▶ _Excerpted data_
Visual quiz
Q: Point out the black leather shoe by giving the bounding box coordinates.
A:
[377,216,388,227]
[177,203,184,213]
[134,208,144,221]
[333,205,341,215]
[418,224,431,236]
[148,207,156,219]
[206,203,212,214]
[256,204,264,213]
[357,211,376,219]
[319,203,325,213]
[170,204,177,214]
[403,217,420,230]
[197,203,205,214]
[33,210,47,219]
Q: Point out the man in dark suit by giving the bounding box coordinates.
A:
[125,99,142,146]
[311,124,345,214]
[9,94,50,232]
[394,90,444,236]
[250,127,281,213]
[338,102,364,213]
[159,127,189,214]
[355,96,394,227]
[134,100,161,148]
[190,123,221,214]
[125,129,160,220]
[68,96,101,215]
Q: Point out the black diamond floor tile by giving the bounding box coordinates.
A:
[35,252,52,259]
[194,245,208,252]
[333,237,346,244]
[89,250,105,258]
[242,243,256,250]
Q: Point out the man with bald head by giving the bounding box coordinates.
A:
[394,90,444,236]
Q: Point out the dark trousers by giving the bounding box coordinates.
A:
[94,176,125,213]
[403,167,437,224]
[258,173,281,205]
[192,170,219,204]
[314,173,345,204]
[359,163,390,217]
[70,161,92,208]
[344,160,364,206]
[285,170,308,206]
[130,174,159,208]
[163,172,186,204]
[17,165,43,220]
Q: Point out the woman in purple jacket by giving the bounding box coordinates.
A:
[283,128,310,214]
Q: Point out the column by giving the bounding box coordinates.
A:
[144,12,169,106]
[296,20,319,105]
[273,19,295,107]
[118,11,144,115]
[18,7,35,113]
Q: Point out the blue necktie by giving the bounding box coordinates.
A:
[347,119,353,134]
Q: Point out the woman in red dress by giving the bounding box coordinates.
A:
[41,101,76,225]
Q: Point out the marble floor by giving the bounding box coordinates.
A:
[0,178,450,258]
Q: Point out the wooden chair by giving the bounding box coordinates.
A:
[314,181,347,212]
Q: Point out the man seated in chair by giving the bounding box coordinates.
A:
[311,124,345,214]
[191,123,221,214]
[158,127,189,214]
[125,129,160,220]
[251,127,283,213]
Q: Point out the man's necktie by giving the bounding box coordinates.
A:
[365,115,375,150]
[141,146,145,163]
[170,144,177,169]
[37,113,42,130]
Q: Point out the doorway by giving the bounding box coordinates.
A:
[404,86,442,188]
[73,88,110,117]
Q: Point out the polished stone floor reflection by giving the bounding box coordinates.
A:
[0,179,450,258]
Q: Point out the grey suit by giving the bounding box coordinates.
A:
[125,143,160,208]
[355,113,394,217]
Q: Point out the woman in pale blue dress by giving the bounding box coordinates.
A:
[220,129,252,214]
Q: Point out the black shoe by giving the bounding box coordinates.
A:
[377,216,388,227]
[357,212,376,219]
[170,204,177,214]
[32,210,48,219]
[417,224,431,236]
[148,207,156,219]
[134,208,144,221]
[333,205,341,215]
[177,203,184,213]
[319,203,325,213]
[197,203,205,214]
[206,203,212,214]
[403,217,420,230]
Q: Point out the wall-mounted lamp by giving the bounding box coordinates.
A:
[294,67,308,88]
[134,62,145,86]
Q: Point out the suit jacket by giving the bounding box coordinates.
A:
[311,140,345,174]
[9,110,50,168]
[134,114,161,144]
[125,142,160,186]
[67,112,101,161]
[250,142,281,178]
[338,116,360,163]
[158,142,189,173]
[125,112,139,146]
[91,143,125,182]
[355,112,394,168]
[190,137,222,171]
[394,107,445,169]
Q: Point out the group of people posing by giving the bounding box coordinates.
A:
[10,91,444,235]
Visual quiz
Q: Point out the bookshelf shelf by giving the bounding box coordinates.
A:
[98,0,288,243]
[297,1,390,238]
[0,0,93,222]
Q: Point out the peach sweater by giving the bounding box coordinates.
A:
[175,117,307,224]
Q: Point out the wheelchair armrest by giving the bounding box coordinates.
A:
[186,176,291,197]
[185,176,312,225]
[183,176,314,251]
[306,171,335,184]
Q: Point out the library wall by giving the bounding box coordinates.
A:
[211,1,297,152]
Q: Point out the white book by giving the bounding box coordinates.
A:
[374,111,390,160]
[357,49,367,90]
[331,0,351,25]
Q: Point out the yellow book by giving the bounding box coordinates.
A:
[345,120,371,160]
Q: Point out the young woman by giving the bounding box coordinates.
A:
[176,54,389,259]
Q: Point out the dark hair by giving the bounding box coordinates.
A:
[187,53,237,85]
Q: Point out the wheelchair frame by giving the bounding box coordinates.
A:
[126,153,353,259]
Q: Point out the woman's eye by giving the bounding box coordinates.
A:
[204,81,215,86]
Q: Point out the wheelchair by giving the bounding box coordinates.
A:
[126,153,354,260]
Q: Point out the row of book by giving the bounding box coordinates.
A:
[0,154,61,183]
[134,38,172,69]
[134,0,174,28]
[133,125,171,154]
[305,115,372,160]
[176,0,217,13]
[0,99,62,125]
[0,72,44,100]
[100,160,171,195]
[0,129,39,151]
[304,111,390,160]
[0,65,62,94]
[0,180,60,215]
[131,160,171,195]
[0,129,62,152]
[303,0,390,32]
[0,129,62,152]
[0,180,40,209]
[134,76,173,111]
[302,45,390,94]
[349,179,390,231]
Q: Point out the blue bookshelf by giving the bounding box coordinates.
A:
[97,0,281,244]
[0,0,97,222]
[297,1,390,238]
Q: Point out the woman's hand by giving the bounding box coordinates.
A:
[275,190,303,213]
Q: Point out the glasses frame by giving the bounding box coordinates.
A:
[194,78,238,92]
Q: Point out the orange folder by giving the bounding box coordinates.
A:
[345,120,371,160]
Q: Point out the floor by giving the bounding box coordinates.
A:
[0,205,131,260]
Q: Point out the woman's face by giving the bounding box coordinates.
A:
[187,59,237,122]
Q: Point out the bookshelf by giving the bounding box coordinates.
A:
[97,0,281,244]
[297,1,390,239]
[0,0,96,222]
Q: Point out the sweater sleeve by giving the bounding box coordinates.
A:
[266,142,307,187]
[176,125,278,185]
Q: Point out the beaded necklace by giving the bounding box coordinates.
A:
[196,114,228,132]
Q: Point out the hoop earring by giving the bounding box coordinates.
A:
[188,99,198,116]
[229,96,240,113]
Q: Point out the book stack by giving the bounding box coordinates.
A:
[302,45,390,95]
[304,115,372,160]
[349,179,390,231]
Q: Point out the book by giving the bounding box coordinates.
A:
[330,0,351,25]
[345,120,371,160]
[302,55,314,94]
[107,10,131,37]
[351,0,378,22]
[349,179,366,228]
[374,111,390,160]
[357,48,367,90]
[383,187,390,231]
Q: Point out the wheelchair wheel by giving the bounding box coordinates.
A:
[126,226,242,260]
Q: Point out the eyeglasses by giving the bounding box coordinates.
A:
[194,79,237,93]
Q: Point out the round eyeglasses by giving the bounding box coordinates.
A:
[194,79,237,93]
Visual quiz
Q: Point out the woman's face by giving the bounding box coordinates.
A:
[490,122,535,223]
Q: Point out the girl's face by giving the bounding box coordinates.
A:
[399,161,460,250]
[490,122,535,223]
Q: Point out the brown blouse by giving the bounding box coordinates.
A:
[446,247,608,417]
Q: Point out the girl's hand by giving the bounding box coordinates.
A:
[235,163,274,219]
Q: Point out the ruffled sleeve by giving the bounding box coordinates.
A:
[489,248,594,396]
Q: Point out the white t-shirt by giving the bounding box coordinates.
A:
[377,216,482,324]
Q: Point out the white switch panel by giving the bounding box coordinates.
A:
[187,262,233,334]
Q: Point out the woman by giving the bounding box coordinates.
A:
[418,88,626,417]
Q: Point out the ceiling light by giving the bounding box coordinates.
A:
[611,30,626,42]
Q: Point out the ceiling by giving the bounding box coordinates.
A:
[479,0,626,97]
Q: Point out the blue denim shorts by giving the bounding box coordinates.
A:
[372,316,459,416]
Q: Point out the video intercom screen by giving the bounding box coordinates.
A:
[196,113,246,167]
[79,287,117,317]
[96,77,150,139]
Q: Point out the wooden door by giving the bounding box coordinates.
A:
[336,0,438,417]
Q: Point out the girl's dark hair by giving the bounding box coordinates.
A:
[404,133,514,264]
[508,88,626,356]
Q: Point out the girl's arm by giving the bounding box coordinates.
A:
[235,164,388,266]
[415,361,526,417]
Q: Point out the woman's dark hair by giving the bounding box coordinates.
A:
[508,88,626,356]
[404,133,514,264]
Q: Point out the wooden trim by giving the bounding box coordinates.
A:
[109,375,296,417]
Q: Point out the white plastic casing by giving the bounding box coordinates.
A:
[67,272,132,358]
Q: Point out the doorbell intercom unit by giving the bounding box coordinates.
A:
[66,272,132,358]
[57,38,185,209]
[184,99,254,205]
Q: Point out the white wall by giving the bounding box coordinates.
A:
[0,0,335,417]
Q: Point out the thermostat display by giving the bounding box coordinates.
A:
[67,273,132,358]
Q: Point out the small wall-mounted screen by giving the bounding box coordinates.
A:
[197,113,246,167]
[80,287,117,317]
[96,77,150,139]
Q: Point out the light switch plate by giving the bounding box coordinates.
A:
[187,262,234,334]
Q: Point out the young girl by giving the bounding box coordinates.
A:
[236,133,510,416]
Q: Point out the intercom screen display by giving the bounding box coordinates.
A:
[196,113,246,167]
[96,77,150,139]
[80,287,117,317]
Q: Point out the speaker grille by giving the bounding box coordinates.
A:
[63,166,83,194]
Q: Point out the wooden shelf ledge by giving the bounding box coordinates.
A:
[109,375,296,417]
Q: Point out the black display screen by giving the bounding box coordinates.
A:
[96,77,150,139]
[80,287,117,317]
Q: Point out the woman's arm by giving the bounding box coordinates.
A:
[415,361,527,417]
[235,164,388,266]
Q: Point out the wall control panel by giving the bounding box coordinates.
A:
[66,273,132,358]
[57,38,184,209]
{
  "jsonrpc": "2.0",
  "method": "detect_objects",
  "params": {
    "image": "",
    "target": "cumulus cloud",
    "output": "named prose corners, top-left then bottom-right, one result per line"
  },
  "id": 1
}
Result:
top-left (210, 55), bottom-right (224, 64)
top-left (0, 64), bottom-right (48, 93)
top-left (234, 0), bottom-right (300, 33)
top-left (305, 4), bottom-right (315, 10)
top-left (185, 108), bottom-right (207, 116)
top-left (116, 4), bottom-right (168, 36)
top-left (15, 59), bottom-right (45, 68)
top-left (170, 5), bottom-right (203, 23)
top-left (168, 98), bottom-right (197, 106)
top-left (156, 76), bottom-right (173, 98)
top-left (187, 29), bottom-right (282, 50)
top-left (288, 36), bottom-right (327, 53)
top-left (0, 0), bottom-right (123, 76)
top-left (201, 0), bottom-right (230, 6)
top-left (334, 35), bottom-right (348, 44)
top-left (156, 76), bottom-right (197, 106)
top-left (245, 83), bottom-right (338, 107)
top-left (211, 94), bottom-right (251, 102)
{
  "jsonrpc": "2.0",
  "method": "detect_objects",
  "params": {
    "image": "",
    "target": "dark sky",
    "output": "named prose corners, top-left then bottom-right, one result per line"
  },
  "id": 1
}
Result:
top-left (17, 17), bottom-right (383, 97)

▶ _Work to complete_
Could you repeat verbatim everything in the data above, from the line containing "Q: Point out the dark hair" down to the line containing "[126,153,353,259]", including both of those lines?

▶ _Full response_
Q: Point out the dark hair by giving the bounding box coordinates.
A:
[187,53,237,85]
Q: Point out the wheelchair frame by giving the bounding box coordinates.
A:
[126,153,353,259]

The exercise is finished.